SELEÇÃO =>
┄┄┄┄┄┄
Mc 10, 35 – 45
A carreira cristã é tão promissora por si mesma que
não precisaria de competições, a não ser aquela da pratica do bem. Vejamos quem
faz o melhor ao seu semelhante, sem olhar a quem, sem alardes, sem
merchandising, sem que a mão esquerda o saiba (Cf. Mt 6, 3).
Se o bem cristão, que é feito ao semelhante, vênia ao
bom samaritano, não é algo do que ostentar-se imagine o bem a si mesmo! Seguir
a Cristo para ufanar-se da condição de discípulo, ou das facilidades sociais da
fé em comunidade, ou mesmo usar da piedade alheia, da credulidade ingênua de
algum fiel, para privilégios e vantagens frente aos menos favorecidos não seria
incorrer nesta perícope?
Acredito que aqui também se enquadre uma reflexão
sobre as vantagens sociais e políticas na comunidade, as facilitações perante
as necessidades pessoais ou institucionais, desde que se busque o mérito do
título e a exaltação do ser de Cristo, como se fosse algo do que tirar
vantagens. Nós mascaramos demais nossa autoridade religiosa perante a sociedade
encurtando caminhos burocráticos, gastando nomes e comprometendo pessoas. O
tirânico de tudo isso ainda reside no fato de, posteriormente, ainda assim nos
apresentarmos inimputáveis e livres de qualquer demérito. Aqueles que nos fazem
favores ainda escutam nossos sermões ‘proféticos’ e ‘imparciais’ sobre
corrupção, cumplicidade e obscuridade econômica.
┄┄┄┄┄┄
DADOS A UTILIZAR =>
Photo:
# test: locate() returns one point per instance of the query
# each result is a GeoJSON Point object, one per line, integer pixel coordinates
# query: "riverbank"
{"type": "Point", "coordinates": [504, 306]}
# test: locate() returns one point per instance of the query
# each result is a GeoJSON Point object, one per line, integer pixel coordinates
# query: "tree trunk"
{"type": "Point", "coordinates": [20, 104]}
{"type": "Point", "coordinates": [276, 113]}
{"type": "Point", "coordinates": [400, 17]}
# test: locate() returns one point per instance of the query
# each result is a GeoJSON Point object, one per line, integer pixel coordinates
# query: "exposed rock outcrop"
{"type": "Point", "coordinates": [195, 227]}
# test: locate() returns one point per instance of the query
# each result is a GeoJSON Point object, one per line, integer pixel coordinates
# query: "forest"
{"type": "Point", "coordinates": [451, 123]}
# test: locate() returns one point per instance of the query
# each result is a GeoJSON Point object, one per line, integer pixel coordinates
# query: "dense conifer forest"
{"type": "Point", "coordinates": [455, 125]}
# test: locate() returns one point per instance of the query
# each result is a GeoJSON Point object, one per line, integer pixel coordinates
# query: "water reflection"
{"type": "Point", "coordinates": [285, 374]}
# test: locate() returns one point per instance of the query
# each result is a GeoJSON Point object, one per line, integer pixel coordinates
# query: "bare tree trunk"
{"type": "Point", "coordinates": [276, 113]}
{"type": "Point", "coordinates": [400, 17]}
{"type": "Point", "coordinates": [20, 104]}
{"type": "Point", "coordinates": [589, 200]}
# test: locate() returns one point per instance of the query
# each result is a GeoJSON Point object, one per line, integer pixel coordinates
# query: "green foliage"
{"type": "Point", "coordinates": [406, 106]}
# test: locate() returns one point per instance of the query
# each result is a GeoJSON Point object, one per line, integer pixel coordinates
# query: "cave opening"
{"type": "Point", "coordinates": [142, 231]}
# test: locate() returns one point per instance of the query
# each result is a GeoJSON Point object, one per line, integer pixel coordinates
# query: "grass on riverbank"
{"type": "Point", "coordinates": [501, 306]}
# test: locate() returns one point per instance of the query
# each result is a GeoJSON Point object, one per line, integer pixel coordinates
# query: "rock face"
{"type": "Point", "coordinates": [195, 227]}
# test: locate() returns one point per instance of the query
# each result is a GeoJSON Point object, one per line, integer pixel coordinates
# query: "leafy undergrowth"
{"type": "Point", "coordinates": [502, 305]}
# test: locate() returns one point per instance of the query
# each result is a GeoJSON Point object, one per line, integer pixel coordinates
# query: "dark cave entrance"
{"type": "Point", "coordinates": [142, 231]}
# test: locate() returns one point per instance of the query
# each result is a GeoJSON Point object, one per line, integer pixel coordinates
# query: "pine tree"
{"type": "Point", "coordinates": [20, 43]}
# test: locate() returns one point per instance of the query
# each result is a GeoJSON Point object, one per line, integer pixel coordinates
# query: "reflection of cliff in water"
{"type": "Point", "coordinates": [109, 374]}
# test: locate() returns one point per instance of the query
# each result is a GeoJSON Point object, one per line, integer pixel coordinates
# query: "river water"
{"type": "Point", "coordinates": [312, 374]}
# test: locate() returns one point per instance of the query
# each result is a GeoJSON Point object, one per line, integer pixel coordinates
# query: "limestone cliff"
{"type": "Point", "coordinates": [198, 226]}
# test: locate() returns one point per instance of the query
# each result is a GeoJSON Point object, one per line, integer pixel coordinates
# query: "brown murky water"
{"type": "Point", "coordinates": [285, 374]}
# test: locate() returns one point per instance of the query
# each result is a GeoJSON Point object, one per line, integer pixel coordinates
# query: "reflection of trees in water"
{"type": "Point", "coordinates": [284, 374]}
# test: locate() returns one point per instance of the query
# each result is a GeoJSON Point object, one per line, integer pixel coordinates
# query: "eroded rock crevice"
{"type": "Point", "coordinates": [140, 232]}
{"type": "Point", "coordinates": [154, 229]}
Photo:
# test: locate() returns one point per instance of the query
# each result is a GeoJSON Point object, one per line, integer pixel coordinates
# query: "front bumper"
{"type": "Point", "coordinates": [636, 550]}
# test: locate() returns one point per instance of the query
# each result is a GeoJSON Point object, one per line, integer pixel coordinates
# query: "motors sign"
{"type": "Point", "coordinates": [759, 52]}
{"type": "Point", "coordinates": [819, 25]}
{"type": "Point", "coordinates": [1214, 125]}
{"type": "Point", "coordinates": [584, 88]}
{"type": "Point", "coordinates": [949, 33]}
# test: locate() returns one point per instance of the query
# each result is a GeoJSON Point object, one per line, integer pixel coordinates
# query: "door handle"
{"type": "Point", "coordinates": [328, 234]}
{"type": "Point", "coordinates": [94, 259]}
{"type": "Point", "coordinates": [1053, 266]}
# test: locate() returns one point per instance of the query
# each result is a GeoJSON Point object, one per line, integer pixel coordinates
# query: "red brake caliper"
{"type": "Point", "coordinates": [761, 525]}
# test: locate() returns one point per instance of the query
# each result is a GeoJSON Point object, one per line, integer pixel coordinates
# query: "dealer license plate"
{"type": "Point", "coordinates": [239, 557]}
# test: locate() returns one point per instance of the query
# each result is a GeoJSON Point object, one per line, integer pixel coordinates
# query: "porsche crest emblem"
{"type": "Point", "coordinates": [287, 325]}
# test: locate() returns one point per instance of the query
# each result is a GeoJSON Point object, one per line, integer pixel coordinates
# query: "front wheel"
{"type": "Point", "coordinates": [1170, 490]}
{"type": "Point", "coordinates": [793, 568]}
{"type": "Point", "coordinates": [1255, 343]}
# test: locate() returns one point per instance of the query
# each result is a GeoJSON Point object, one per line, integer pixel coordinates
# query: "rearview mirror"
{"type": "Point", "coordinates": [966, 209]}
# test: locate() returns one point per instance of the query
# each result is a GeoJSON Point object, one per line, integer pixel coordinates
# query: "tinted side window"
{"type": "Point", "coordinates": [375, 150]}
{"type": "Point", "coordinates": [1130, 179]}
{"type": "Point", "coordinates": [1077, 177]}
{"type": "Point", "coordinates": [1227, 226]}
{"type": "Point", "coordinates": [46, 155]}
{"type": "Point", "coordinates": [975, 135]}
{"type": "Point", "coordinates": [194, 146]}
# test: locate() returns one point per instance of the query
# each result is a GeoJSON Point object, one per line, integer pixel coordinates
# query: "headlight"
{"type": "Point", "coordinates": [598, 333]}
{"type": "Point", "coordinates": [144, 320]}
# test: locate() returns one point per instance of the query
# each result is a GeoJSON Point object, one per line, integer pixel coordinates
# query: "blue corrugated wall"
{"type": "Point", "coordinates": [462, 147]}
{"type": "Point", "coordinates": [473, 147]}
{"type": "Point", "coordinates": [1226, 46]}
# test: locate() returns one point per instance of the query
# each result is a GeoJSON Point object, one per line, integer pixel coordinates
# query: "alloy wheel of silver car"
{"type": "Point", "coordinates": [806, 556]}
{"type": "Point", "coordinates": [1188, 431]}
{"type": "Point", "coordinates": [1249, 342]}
┄┄┄┄┄┄
INSTRUÇÕES =>
(1) Devolva todas as linhas que contenham a palavra "riverbank", diferenciando maiúsculas de minúsculas.
(2) Retome a reflexão sobre Mc 10, 35–45 e dê continuidade ao texto a partir da última frase.
As linhas não têm qualquer relação com a reflexão sobre Mc 10, 35–45.

RESPOSTAS =>
(1)
# query: "riverbank"
# query: "grass on riverbank"

(2)
35 Tiago e João, filhos de Zebedeu, foram a Jesus e lhe
disseram: “Mestre, queremos que faças por nós o que vamos pedir”. 36 Ele
perguntou: “O que quereis que eu vos faça?” 37 Eles responderam: Deixa-nos
sentar um à tua direita e outro à tua esquerda, quando estiveres na tua
glória!”
Esta situação é deveras curiosa. Não temos como saber
a real intenção desses apóstolos. Até aqui Jesus não os critica. Apenas os questionará
sobre essa possibilidade. Esse pedido pode estar carregado de um zelo e amor em
codividir o peso da responsabilidade em solidariedade ao que veem Ele passar.
Por isso a assertiva da resposta: “Vós não sabeis o que pedis. Por acaso podeis
beber o cálice que eu vou beber? Podeis ser batizados com o batismo com que eu
devo ser batizado?” Jesus questiona se estão de fato dispostos às consequências
de um tal pedido.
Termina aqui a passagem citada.